Document passage:
□ □ □ □ □ □ □

Over the last few years research has revealed that Turner travelled along the coast from Marseille to Genoa, both in 1828, on his way to Rome, and in 1838.3 This was an alternative to the classic route to Italy via Switzerland and the Alps. The finer details of these journeys, and the likelihood that Turner travelled along this route in both directions, are still unclear (p.95). What is clear, however, is that it was not until 1838 that Turner started to use excitingly bold, unmodulated reds and their complementary blues, together with a simplified approach to the shapes of buildings and natural forms. This new rich colouring, here inspired by the particular light of this part of the Mediterranean coast, is found in later works, in a rather more modulated form, in some of the gouaches made in Germany and Venice in 1839 and the early 1840s.

 

One reason for dating this group of works to 1838 rather than to 1828 is the fact that they show Turner in full possession of the possibilities of this new technique of gouache on coloured paper. Another is in his use of new materials, a subject that has only recently begun to appear in Turner catalogues and is here treated by Joyce Townsend, partly using the work of Peter Bower (pp.51–53). The subject of colour is further discussed in essays by Alexandra Loske, Nicola Moorby, Roland Courtot and Ian Warrell. This new group of works means that one can now see Turner as anticipating the Fauves, as in The Vermilion Towers: Study at Marseille (no.97; Fig.59). This makes Aix a particularly appropriate place for displaying works that illustrate Turner’s new and extreme attitude to colour, since there is a fine display of Fauve pictures some 85 kilometres east at Saint-Tropez in the Annonciade Museum.

 

Margate, where this exhibition will later be shown, has a special section to itself (pp.149–50). Margate, or rather the Isle of Thanet, was praised by Turner as having the most beautiful skies in Europe, and they are well represented, standing in contrast to the boldness of the Mediterranean gouaches in their subtlety and relatively restrained manner. Even here, however, one comes across odd patches of undiluted red, as in a sea piece, nearly monochrome save for a red splash with suggestions of a buoy (no.127), echoing the famous case of Helvoetsluys of 1832, and in the isolated strokes of red in Fire at Sea (no.140). Here again one looks forward to finding a particular resonance in the local conditions of light, such as that which distinguishes the Mediterranean coast of France. Standing in for the presumably unavailable oil painting is Robert Carrick’s chromolithograph of Rockets and Blue Lights exhibited in 1840 and now at Williamstown (no.120); Turner would have been fascinated by this example of new technology.

□ □ □ □ □ □ □

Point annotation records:
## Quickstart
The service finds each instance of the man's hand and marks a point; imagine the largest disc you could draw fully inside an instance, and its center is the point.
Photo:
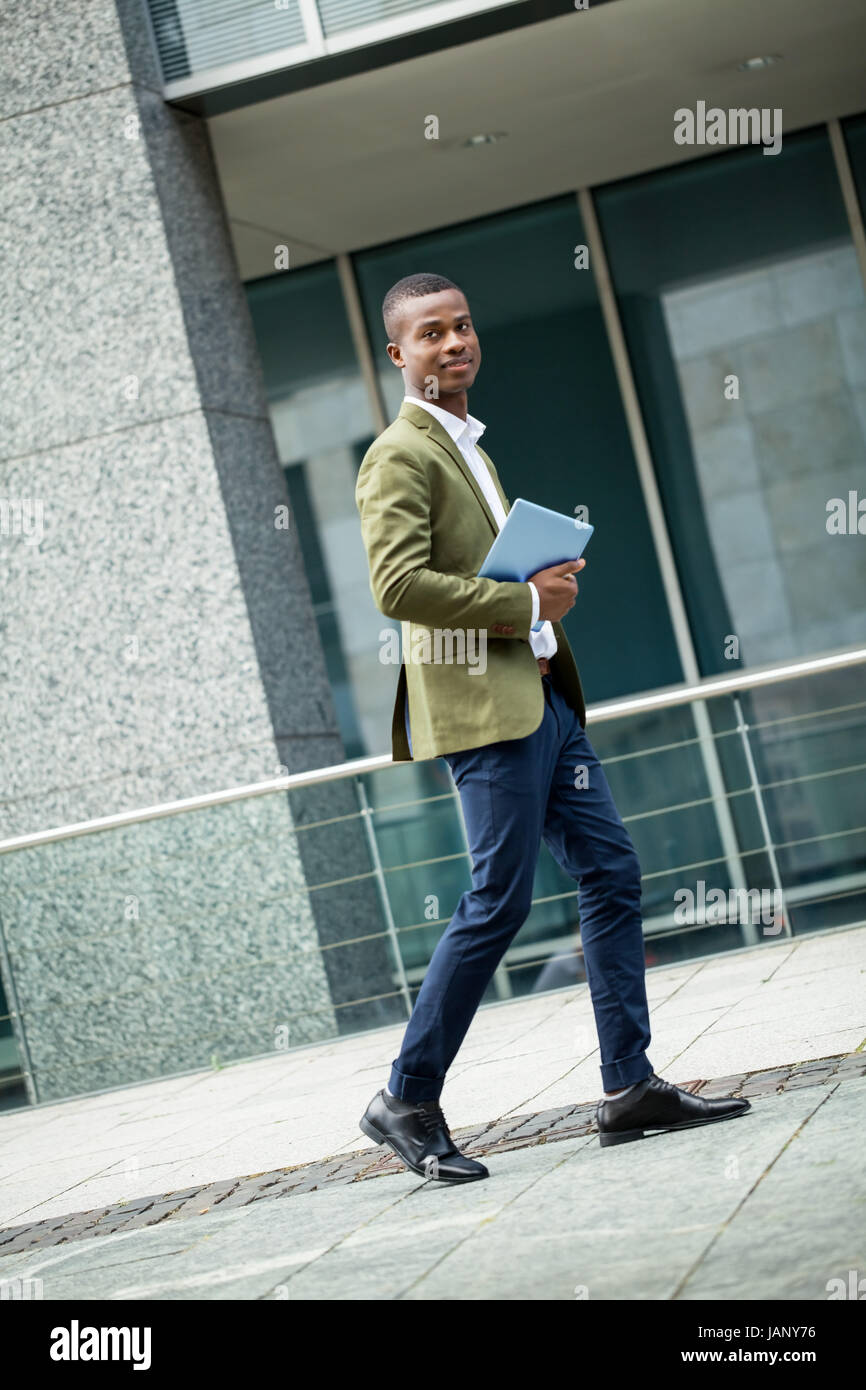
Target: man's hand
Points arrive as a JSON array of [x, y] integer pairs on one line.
[[556, 590]]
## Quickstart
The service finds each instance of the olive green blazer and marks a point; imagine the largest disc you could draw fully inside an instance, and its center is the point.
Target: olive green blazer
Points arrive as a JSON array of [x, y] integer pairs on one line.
[[427, 528]]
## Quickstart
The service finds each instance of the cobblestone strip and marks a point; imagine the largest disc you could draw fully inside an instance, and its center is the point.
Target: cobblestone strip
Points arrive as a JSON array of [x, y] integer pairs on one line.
[[499, 1136]]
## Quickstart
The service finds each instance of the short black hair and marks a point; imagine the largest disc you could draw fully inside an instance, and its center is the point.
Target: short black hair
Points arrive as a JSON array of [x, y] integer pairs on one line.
[[412, 287]]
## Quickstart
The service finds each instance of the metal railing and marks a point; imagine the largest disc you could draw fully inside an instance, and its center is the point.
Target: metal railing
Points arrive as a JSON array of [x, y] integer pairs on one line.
[[210, 43], [405, 937]]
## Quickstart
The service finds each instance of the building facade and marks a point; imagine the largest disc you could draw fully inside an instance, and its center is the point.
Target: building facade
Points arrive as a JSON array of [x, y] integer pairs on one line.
[[202, 214]]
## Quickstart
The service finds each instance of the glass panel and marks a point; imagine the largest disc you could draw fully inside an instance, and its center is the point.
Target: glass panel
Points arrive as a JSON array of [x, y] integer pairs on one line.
[[13, 1089], [744, 313], [198, 35], [555, 426], [323, 427]]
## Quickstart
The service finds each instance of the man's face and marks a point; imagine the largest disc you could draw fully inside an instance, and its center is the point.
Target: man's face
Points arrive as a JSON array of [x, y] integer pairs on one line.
[[437, 341]]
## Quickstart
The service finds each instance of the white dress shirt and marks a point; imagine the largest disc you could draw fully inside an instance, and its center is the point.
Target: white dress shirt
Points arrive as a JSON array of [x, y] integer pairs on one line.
[[466, 434]]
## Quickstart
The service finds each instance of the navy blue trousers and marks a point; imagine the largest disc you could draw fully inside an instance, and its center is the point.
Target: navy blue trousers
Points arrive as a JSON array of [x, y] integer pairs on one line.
[[513, 794]]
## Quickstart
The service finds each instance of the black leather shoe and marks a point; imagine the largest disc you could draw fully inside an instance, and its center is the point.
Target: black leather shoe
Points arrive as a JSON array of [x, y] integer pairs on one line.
[[417, 1133], [658, 1105]]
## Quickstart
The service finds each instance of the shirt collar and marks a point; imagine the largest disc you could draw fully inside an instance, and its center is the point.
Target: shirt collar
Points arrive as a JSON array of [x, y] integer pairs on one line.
[[469, 428]]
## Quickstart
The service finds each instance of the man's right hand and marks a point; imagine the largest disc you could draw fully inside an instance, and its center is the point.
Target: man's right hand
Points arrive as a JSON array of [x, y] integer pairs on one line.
[[556, 590]]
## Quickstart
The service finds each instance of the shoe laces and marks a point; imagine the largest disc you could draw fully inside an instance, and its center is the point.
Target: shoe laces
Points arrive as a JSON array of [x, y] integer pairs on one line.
[[433, 1118]]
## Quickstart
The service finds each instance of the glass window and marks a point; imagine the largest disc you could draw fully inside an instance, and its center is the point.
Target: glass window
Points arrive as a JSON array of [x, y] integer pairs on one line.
[[323, 427], [742, 307]]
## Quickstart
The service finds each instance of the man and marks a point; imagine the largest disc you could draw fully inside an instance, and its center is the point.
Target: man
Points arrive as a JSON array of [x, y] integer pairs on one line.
[[513, 737]]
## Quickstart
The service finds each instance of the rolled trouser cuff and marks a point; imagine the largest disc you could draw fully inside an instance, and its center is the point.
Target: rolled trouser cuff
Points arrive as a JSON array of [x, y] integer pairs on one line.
[[414, 1087], [626, 1072]]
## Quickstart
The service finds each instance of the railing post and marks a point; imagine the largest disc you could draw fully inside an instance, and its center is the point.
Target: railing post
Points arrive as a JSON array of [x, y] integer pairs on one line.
[[384, 898]]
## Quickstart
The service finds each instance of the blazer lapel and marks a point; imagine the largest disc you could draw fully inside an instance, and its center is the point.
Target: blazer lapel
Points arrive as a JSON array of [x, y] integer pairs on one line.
[[439, 435]]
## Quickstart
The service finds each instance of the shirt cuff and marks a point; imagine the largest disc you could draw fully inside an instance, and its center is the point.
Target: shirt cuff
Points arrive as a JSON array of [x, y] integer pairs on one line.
[[535, 603]]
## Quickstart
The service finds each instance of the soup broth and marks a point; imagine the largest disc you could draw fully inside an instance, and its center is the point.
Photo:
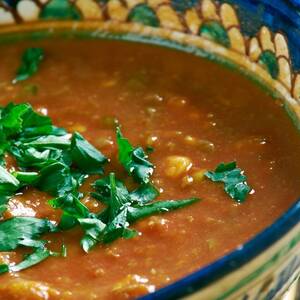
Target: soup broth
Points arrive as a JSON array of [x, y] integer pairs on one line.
[[192, 115]]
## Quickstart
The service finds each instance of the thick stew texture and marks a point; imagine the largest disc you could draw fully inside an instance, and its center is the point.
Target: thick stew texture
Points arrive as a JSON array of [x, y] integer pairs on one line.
[[189, 115]]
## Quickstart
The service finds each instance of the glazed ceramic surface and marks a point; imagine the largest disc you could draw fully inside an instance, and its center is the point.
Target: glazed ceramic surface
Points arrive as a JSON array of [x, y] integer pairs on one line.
[[260, 39]]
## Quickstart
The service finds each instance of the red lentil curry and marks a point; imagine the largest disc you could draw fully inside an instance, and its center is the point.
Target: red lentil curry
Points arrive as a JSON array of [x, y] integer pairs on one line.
[[100, 137]]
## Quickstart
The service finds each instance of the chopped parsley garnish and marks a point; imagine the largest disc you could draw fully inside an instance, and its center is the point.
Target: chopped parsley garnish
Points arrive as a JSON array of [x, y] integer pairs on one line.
[[30, 62], [134, 160], [24, 232], [235, 182], [56, 162]]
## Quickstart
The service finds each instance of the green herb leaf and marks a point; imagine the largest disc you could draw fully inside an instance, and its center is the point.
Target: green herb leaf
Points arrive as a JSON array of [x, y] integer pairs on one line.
[[4, 268], [138, 212], [26, 178], [55, 179], [49, 142], [144, 194], [43, 130], [233, 178], [134, 160], [71, 205], [12, 118], [86, 156], [30, 62], [32, 259], [64, 251], [23, 231], [94, 230], [8, 186]]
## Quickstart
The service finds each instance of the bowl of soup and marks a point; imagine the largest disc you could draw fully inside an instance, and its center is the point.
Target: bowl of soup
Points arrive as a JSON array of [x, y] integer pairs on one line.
[[149, 149]]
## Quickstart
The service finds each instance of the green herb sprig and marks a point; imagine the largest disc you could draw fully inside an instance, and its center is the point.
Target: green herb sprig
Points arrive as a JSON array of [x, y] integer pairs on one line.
[[30, 62], [235, 182], [56, 162]]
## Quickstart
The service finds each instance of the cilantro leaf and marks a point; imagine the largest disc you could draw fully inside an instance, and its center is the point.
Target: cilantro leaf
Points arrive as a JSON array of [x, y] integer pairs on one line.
[[33, 119], [144, 194], [30, 62], [86, 156], [4, 268], [12, 118], [235, 182], [71, 205], [43, 130], [138, 212], [124, 208], [134, 160], [32, 259], [55, 179], [8, 186], [26, 178], [23, 231], [94, 230], [49, 142]]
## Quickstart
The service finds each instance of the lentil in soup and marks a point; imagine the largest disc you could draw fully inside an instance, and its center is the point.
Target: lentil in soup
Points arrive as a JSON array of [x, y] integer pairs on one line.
[[189, 115]]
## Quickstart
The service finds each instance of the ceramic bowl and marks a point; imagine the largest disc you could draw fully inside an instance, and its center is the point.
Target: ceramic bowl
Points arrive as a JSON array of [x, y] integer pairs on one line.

□ □ □ □ □ □ □

What you have to do: Resume the passage on Turner's travels and bold use of color, starting right after its final sentence. The records have nothing to do with this.

Written answer:
 

Not surprisingly, colour permeates this exhibition, save in Turner’s earliest works, where effects of light make do (see especially nos.2, 5 and 6). The paradox of Turner’s career is also stressed, his reliance on engravings to widen his appeal to the public and the care with which he chose his engravers; monochromatic engravings are given a room of their own and an essay by Nicola Moorby (p.55). Again, Turner pushes his art to its extreme in the rich blacks of works from the ‘Little Liber’ of about 1825 (nos.53–54). Also included is Turner’s tribute to Girtin, the engraving of 1823 by Thomas Lupton after Girtin’s White House that Turner supervised (no.47). 

 

The catalogue, eschewing details of provenance and authenticity, consists of eleven essays in seven sections. The splendid colour illustrations include a number of striking details. The volume is interspersed with seven quotations such as that already quoted by Matisse; others are by contemporary critics and later French authors such as Thoré. There is a description, also illustrated on the wall, of how Turner transformed the setting of Mercury and Argus, first exhibited in 1836 and again in 1840, by adding the Lantern at Genoa so that a landscape based on Cromarty in Scotland became a scene in Italy (pp.109–10).  There are some signs of haste in the catalogue, as also on the labels.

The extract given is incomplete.